ABOUT THIS TASK
Word for word, restate every entry shown below.

EXTRACTED INFORMATION
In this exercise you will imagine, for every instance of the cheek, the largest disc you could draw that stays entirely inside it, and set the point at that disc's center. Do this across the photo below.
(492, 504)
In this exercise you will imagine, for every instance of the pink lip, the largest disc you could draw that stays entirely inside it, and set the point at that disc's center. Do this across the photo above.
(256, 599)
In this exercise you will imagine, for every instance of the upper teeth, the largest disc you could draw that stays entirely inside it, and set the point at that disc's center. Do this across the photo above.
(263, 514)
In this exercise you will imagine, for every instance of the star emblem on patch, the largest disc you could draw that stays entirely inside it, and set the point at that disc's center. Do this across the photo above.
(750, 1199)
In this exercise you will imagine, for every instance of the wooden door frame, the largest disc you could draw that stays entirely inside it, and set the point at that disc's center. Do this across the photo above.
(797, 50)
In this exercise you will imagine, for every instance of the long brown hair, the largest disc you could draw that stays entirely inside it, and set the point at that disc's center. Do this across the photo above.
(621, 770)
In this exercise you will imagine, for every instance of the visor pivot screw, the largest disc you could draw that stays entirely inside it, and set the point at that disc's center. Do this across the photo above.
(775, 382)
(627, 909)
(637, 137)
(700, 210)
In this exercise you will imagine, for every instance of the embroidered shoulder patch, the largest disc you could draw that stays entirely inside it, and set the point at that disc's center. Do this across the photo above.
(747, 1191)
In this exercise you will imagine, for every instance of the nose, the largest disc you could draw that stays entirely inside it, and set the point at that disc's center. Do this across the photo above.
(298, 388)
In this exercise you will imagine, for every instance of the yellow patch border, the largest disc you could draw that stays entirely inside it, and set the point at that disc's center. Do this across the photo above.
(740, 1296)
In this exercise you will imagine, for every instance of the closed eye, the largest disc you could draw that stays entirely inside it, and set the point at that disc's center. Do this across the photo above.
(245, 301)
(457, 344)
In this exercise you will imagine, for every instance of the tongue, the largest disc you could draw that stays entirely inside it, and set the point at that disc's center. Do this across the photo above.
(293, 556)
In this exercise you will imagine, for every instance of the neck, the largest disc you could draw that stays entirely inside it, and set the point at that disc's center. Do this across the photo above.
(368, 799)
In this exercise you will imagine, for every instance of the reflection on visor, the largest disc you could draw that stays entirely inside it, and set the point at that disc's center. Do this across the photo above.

REPLY TO THE EXERCISE
In this exercise you will imagine, for every instance of the cheek, the largest disc you could draw that stays entirely inside it, and set the point at that disc's center. Do this across the photo below.
(492, 504)
In this exercise you will imagine, for every instance of the pink lip, the largest disc you could draw that stays entirely inside it, and set the point at that disc's center. Do this across the photo above.
(256, 599)
In this exercise you will imagine, for every instance of the upper teeth, the largest disc you could draw that stays entirely inside it, and set the point at that disc's center. Do this across the photo above.
(263, 514)
In this exercise you will imagine, for every instance of the star emblem on patch, the largest disc you could draw that stays entirely inside it, and set the point at that disc's center. Do this across the photo above.
(750, 1199)
In this exercise you will imagine, for every instance of the wooden door frame, the largest disc you could draw that stays entirely inside it, and set the point at that disc's center. Do this across the photo above.
(797, 50)
In this exercise you will imagine, for every instance of the long brown hair, the largest disc you could draw that stays entirely inside it, and set the point at that disc's center. Do this across the photo above.
(621, 770)
In this exercise you will imagine, for every instance of the visor pivot screw, the largest disc you could draw that stays entirely inside it, and set the point at that disc's center. Do this across the photo above.
(775, 382)
(627, 909)
(637, 137)
(700, 210)
In this exercise you will imagine, for every instance of the embroidered shoulder patch, the largest disc you could draw that stays entirely inside it, and set the point at that disc's center. Do this across the photo above.
(747, 1191)
In this exercise you will imagine, for every instance of the nose, the largest disc you could draw that stays entirely inside it, and set the point at that disc's center. Do this across the photo above.
(298, 388)
In this exercise you will imagine, for every instance of the yellow patch border, the largest disc you could draw that stays entirely inside it, and set the point at that disc's center. Do this across the photo above.
(740, 1296)
In this exercise you will imagine, for every instance of the closed eye, the largest disc you could draw that stays entirely inside it, and set the point at that disc's center. Do this across the photo above.
(245, 301)
(457, 344)
In this exercise you will imagine, for every instance of the tongue, the largest disc you could draw that stays entirely inside it, and set the point at that disc's center. Do this across the photo above.
(293, 556)
In this exercise you will imagine, for every instance of the neck, the largest disc you could draw that stays entirely inside it, and set the point at that disc's center. Do this across the photo above.
(368, 799)
In this exercise you will imagine, for every instance of the reflection on visor, the largest disc you could draw that stays entirely inside it, and set the point at that disc's center. Do this across the photo above.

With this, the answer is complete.